───── Input material ─────

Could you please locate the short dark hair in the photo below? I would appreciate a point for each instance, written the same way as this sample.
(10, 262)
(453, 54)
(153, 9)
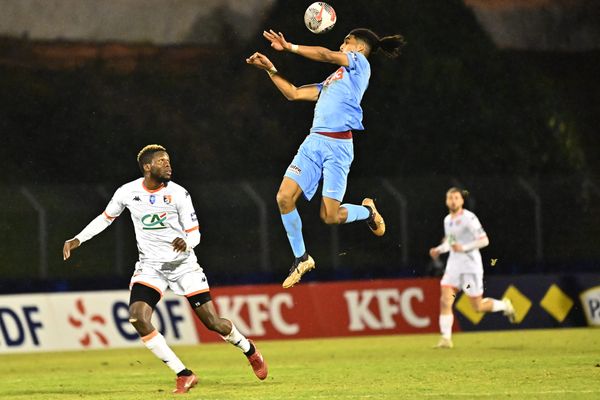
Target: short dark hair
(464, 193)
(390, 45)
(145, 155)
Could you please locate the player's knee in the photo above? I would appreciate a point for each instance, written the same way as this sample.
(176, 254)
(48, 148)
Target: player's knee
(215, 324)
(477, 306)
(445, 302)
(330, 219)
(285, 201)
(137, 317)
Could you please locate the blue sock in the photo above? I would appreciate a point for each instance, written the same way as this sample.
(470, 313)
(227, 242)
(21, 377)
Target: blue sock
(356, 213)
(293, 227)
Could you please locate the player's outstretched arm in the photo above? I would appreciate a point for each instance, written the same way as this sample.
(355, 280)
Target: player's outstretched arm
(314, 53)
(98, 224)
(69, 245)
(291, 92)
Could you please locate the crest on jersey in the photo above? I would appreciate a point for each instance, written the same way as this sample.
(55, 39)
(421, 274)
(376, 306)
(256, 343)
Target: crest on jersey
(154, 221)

─────
───── Input material ─────

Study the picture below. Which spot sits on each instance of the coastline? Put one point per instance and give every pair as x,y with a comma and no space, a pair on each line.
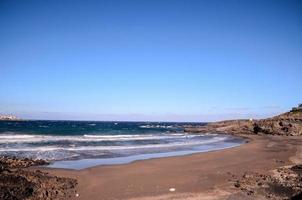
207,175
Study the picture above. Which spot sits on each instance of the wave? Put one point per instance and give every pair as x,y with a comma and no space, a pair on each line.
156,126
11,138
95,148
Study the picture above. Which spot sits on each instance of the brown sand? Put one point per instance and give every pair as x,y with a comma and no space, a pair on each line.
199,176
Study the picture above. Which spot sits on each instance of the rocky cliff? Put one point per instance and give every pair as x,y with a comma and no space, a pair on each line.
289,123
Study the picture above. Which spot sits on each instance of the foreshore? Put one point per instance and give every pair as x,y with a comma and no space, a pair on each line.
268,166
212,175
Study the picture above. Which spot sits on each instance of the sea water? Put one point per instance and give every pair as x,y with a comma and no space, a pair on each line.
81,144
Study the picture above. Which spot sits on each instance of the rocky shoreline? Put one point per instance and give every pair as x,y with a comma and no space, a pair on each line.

─────
───── Input material ─────

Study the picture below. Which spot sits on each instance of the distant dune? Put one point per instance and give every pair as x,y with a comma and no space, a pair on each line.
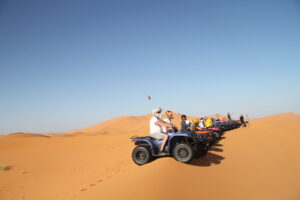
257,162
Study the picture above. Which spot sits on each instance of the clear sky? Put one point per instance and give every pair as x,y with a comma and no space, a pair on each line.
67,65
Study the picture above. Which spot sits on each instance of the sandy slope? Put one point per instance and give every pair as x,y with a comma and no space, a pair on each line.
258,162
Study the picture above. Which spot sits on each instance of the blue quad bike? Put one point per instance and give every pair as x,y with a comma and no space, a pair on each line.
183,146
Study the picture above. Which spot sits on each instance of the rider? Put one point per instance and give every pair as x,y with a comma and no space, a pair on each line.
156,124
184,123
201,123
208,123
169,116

─────

Prompt →
Collect each line above holding the string "written".

Answer to the problem →
Could you please locate the short dark hair in the photo below? I would appreciate a point for each instance, written the same way as this sample.
Could you please locate the player's knee in the photo above? I would appreciate a point for each instance, written the same way as this sample.
Could you please locate the blue sock in the photo above? I would appreciate a point for each instance, written the same way as this sample.
Could you please locate the player's outstretched arm in the photo above? I would appreciate a point for each instance, written the same way as this sample.
Could you please locate the crest on jersey in the photo above? I would appreciate a point for each instance, written the same way as this sample.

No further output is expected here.